• _INFORMATION SHOWN_
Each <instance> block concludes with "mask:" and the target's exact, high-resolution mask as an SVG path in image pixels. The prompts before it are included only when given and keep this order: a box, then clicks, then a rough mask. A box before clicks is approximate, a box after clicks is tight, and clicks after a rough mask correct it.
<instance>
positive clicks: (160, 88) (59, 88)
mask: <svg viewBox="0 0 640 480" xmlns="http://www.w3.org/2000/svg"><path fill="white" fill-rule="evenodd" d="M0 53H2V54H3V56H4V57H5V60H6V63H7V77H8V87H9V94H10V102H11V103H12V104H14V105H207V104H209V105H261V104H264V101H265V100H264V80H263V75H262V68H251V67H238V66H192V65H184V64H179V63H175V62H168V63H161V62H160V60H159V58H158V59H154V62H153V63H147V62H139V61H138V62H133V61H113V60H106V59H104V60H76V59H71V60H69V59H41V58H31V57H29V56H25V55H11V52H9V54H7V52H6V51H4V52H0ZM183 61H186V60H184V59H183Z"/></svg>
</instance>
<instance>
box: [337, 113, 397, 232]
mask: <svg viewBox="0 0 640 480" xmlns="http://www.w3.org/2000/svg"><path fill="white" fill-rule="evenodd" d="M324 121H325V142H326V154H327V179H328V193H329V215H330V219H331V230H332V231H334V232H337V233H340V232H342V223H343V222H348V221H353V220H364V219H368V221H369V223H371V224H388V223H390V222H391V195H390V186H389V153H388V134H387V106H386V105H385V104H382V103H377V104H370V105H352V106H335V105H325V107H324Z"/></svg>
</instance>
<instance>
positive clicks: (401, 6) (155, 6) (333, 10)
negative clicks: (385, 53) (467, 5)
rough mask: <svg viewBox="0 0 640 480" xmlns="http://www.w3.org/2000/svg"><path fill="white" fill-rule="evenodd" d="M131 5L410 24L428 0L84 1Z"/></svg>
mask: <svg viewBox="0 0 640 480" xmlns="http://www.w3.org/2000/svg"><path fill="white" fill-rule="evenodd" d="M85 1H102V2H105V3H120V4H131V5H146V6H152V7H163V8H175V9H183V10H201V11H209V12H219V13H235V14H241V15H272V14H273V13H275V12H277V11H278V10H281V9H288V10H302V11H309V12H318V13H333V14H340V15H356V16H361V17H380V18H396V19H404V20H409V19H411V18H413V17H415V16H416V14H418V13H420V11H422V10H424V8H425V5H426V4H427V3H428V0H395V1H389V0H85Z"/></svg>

• _WHAT THIS TASK INVOLVES_
Write out all of the material above again, word for word, with nothing changed, added, or left out.

• _WRITTEN RESPONSE_
Each <instance> block concludes with "mask:" and the target's exact, high-resolution mask as an SVG path in image pixels. The prompts before it are included only when given and keep this order: a box, then clicks, then a rough mask. A box before clicks is approximate, a box after clicks is tight, and clicks after a rough mask correct it.
<instance>
positive clicks: (160, 88) (59, 88)
mask: <svg viewBox="0 0 640 480" xmlns="http://www.w3.org/2000/svg"><path fill="white" fill-rule="evenodd" d="M0 53H2V54H3V56H4V57H5V60H6V63H7V77H8V87H9V94H10V102H11V103H12V104H14V105H207V104H209V105H261V104H264V101H265V100H264V80H263V75H262V68H251V67H238V66H192V65H184V64H179V63H175V62H168V63H161V62H160V60H159V58H158V59H154V62H153V63H147V62H139V61H138V62H133V61H113V60H106V59H104V60H76V59H71V60H69V59H41V58H31V57H29V56H25V55H11V52H9V54H7V52H6V51H4V52H0ZM183 61H186V60H184V59H183Z"/></svg>
</instance>
<instance>
box: [337, 113, 397, 232]
mask: <svg viewBox="0 0 640 480" xmlns="http://www.w3.org/2000/svg"><path fill="white" fill-rule="evenodd" d="M324 121H325V142H326V154H327V179H328V193H329V215H330V219H331V230H332V231H334V232H337V233H340V232H342V223H343V222H348V221H353V220H364V219H368V221H369V223H371V224H388V223H390V222H391V195H390V186H389V153H388V134H387V106H386V105H385V104H382V103H377V104H370V105H352V106H335V105H325V107H324Z"/></svg>
</instance>
<instance>
positive clicks: (401, 6) (155, 6) (333, 10)
negative clicks: (385, 53) (467, 5)
rough mask: <svg viewBox="0 0 640 480" xmlns="http://www.w3.org/2000/svg"><path fill="white" fill-rule="evenodd" d="M131 5L410 24L428 0L84 1Z"/></svg>
mask: <svg viewBox="0 0 640 480" xmlns="http://www.w3.org/2000/svg"><path fill="white" fill-rule="evenodd" d="M85 1H102V2H105V3H120V4H131V5H146V6H152V7H163V8H175V9H183V10H201V11H209V12H219V13H235V14H241V15H272V14H273V13H275V12H277V11H278V10H281V9H288V10H302V11H309V12H318V13H333V14H340V15H356V16H361V17H380V18H396V19H404V20H409V19H411V18H413V17H415V16H416V14H418V13H420V11H422V10H424V8H425V5H426V4H427V3H428V0H395V1H389V0H85Z"/></svg>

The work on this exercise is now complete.